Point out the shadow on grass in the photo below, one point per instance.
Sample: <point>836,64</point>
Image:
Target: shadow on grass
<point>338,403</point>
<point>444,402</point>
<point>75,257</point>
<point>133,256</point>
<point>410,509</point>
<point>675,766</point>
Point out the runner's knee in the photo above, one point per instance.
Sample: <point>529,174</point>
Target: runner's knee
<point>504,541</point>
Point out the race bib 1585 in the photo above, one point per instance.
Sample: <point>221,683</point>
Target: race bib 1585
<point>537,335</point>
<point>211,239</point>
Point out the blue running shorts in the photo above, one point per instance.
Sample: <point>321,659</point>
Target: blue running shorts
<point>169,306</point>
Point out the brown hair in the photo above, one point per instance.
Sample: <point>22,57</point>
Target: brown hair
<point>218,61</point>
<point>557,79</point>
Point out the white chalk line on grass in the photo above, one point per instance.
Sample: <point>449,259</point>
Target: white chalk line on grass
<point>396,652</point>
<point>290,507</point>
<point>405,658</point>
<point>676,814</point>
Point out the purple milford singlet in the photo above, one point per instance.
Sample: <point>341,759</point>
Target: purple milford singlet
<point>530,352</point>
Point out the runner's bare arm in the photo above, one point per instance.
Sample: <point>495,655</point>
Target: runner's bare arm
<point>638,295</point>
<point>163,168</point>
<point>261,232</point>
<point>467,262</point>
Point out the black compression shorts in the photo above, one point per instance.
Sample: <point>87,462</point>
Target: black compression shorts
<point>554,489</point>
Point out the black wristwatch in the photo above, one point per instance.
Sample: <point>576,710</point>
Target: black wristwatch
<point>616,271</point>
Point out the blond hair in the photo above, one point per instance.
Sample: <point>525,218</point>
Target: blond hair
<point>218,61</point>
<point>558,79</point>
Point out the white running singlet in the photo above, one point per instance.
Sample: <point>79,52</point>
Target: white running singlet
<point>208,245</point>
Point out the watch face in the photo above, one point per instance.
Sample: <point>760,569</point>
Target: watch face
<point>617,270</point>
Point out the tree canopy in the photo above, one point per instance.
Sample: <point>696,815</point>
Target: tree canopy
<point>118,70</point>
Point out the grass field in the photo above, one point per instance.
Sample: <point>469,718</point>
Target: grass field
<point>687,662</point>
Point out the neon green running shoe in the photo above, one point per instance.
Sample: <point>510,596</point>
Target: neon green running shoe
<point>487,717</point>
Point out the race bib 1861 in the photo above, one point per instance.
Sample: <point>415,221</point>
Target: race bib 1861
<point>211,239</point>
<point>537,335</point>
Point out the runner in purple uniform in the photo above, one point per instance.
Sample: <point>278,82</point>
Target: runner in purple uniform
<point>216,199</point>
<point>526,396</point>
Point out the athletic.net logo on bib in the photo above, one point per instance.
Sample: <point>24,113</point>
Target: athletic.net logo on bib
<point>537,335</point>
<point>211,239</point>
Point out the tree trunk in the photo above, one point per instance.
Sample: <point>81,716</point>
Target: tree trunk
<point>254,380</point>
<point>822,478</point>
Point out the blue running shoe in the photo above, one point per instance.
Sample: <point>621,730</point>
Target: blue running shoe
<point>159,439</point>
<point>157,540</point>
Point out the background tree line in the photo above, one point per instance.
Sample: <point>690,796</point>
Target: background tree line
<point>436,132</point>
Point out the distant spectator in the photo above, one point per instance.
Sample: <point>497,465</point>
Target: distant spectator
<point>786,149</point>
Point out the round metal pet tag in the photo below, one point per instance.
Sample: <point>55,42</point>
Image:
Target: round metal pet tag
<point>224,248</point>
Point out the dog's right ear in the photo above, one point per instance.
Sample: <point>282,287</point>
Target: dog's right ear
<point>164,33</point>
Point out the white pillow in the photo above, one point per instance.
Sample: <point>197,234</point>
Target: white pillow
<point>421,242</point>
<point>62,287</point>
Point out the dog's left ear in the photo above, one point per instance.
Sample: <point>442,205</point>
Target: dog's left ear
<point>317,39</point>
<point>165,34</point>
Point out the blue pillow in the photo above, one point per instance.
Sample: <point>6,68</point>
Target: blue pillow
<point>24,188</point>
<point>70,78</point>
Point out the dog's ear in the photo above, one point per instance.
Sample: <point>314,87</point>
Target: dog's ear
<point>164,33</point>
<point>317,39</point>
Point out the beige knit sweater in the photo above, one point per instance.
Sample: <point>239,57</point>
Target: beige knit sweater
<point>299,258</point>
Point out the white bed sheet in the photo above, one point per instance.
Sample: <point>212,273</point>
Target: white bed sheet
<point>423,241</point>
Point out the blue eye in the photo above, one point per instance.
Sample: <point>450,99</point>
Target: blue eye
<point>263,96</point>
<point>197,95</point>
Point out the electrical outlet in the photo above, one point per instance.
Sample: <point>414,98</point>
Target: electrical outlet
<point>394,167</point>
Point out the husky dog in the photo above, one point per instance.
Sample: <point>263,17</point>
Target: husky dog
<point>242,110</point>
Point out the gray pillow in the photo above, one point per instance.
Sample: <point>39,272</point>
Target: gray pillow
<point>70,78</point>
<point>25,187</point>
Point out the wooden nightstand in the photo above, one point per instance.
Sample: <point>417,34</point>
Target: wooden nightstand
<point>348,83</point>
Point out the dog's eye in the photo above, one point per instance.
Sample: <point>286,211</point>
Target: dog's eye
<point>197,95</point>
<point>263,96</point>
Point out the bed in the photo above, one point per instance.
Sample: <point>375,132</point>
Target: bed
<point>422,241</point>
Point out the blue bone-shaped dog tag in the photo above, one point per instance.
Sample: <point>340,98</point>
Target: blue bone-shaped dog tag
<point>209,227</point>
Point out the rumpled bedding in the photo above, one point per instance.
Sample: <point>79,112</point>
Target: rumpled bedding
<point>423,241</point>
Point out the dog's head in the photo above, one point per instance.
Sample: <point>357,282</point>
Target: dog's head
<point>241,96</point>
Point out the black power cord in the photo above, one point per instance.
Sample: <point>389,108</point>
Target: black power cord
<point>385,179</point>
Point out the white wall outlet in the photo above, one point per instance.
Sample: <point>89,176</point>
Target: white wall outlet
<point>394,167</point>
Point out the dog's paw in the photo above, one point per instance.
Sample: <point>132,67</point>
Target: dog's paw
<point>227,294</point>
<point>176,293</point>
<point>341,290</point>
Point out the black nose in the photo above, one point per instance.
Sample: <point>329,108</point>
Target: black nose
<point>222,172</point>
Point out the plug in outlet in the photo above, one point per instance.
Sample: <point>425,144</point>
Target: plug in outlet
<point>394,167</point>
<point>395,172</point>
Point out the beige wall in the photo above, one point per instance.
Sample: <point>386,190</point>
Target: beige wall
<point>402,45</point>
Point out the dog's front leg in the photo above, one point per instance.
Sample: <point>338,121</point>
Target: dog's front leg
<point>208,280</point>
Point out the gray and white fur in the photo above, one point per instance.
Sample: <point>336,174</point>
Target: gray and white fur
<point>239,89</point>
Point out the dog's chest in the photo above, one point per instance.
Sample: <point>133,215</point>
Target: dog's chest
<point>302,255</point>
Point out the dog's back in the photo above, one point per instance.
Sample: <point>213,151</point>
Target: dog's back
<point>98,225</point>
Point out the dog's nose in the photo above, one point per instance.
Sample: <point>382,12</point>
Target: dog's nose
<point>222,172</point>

◆ **Task brief**:
Update the records above so that "Target" is replaced by "Label" everywhere it occurs, and leave everything else unchanged.

◆ **Exercise solution**:
Point out the shadow on grass in the photo below, one point per instance.
Sample: <point>836,64</point>
Image:
Label: shadow on grass
<point>338,403</point>
<point>444,402</point>
<point>75,257</point>
<point>133,256</point>
<point>410,509</point>
<point>675,766</point>
Point out the runner's knee in the photo above, one point per instance.
Sample: <point>529,174</point>
Label: runner's knee
<point>504,541</point>
Point out the race bib 1585 in the photo above, one point per instance.
Sample: <point>221,683</point>
Label: race bib 1585
<point>537,335</point>
<point>211,239</point>
Point out the blue running shorts in the photo above, one point per instance.
Sample: <point>321,659</point>
Label: blue running shorts
<point>169,306</point>
Point out the brown hair in the photo above, one point per instance.
Sample: <point>22,57</point>
Label: brown hair
<point>218,61</point>
<point>557,79</point>
Point out the white chalk line on grass in the photo above, one point per instance.
Sample: <point>449,259</point>
Label: white chalk line on grass
<point>396,652</point>
<point>290,507</point>
<point>405,658</point>
<point>676,814</point>
Point out the purple milford singlet in the photo above, one point per instance.
Sample: <point>341,759</point>
Label: purple milford singlet
<point>530,352</point>
Point out the runner's bare arm in the photo above, one point per instance.
Sample: <point>495,655</point>
Label: runner's bare arm
<point>638,295</point>
<point>163,168</point>
<point>261,232</point>
<point>467,262</point>
Point out the black compression shorts in the photo above, one point per instance.
Sample: <point>87,462</point>
Label: black compression shorts
<point>554,489</point>
Point out the black wristwatch in the photo above, one point per instance.
Sample: <point>576,710</point>
Label: black wristwatch
<point>616,271</point>
Point out the blond hair in the photo above, one point per instance.
Sample: <point>525,218</point>
Label: blond hair
<point>218,61</point>
<point>558,79</point>
Point out the white running singlet in the photo above, one point per instance.
Sample: <point>79,52</point>
Label: white running singlet
<point>208,245</point>
Point out the watch face in the photo above, one point per instance.
Sample: <point>760,569</point>
Label: watch face
<point>617,270</point>
Point out the tree canopy in the photo above, one point per instance.
Sample: <point>696,815</point>
Label: tree canopy
<point>118,70</point>
Point out the grass field in the photo above, one point per instance.
Sample: <point>469,718</point>
Label: grass field
<point>687,662</point>
Point out the neon green running shoe in the photo above, one point per instance.
Sample: <point>510,596</point>
Label: neon green running shoe
<point>487,717</point>
Point out the race bib 1861 in the photo above, one point per instance.
Sample: <point>415,221</point>
Label: race bib 1861
<point>211,239</point>
<point>537,335</point>
Point out the runner in purple uniform in the photo above, one point per instance.
Sample: <point>278,82</point>
Label: runner in purple uniform
<point>216,199</point>
<point>526,396</point>
Point out the athletic.net logo on bib in the photo above, one point per instance.
Sample: <point>24,113</point>
Label: athletic.net logo on bib
<point>537,335</point>
<point>211,239</point>
Point out the tree trunk in the photo above, one point per instance.
Sample: <point>81,716</point>
Label: tree trunk
<point>254,380</point>
<point>822,478</point>
Point out the blue running shoe in the photo above, one point per instance.
Sample: <point>621,730</point>
Label: blue running shoe
<point>159,439</point>
<point>157,540</point>
Point out the background tree line in the photo above, one point per instance.
Sample: <point>690,796</point>
Label: background tree line
<point>436,132</point>
Point out the distant spectator in the photo above, one point per instance.
Sample: <point>497,465</point>
Label: distant spectator
<point>786,149</point>
Point out the round metal pet tag in the photo below, one point per instance.
Sample: <point>55,42</point>
Image:
Label: round metal pet tag
<point>224,248</point>
Point out the dog's right ear in the photo above, one point per instance.
Sample: <point>282,287</point>
Label: dog's right ear
<point>164,33</point>
Point out the white pillow in the photo above, one point per instance.
Sample: <point>197,234</point>
Label: white pillow
<point>421,242</point>
<point>62,287</point>
Point out the dog's left ear in the photo above, one point per instance.
Sample: <point>442,205</point>
Label: dog's left ear
<point>317,39</point>
<point>165,34</point>
Point out the blue pillow in the photo above, one point per instance.
Sample: <point>6,68</point>
Label: blue pillow
<point>24,188</point>
<point>70,78</point>
Point out the dog's ear in the photo above, one point per instance.
Sample: <point>314,87</point>
Label: dog's ear
<point>164,33</point>
<point>317,39</point>
Point out the beige knit sweater in the photo above, one point per instance.
Sample: <point>239,57</point>
Label: beige knit sweater
<point>299,258</point>
Point out the white bed sheet in the photo above, one point per instance.
Sample: <point>212,273</point>
Label: white bed sheet
<point>423,241</point>
Point out the blue eye in the photo above, one point per instance.
Sample: <point>450,99</point>
Label: blue eye
<point>263,96</point>
<point>197,95</point>
Point out the electrical outlet in the photo above, one point per instance.
Sample: <point>414,98</point>
Label: electrical outlet
<point>394,167</point>
Point out the husky dog in the photo above, one point per instance.
Sample: <point>263,17</point>
Label: husky dog
<point>242,110</point>
Point out the gray pillow in the photo above, one point per instance.
Sample: <point>39,272</point>
Label: gray pillow
<point>70,78</point>
<point>25,187</point>
Point out the wooden nightstand in the photo above, one point per instance.
Sample: <point>417,34</point>
Label: wooden nightstand
<point>348,83</point>
Point out the dog's eye in the photo above, one point per instance.
Sample: <point>286,211</point>
Label: dog's eye
<point>197,95</point>
<point>263,96</point>
Point out the bed in the photo above, one point per instance.
Sample: <point>375,132</point>
Label: bed
<point>422,241</point>
Point out the blue bone-shaped dog tag in the photo above, one point per instance.
Sample: <point>340,98</point>
Label: blue bone-shaped dog tag
<point>209,227</point>
Point out the rumpled bedding in the photo above, one point per instance.
Sample: <point>79,112</point>
Label: rumpled bedding
<point>423,241</point>
Point out the dog's head in the photo above, one point per instance.
Sample: <point>357,282</point>
Label: dog's head
<point>241,96</point>
Point out the black power cord in the photo above, one point per instance.
Sample: <point>389,108</point>
Label: black power cord
<point>385,179</point>
Point out the white wall outlet in the photo above, one point per instance.
Sample: <point>89,176</point>
Label: white wall outlet
<point>394,167</point>
Point out the dog's paw in the photo above, one point per instance.
Sample: <point>132,67</point>
Label: dog's paw
<point>227,294</point>
<point>176,293</point>
<point>341,290</point>
Point out the black nose in the photo above, one point per instance.
Sample: <point>329,108</point>
Label: black nose
<point>222,172</point>
Point out the plug in outlet in the photo above, one point per instance.
Sample: <point>425,144</point>
Label: plug in outlet
<point>394,167</point>
<point>395,172</point>
Point out the beige wall in the photo above, one point per instance.
Sample: <point>386,190</point>
Label: beige wall
<point>402,45</point>
Point out the dog's front leg in the photo above, one point per instance.
Sample: <point>338,121</point>
Label: dog's front leg
<point>208,280</point>
Point out the gray and white fur in the photo above, one point per instance.
Sample: <point>336,174</point>
Label: gray and white fur
<point>239,89</point>
Point out the dog's chest in the photo above, one point per instance.
Sample: <point>133,215</point>
Label: dog's chest
<point>302,255</point>
Point out the dog's back in the photo above, one point per instance.
Sample: <point>213,151</point>
Label: dog's back
<point>98,225</point>
Point out the dog's nose in the photo above, one point per instance.
Sample: <point>382,12</point>
Label: dog's nose
<point>222,172</point>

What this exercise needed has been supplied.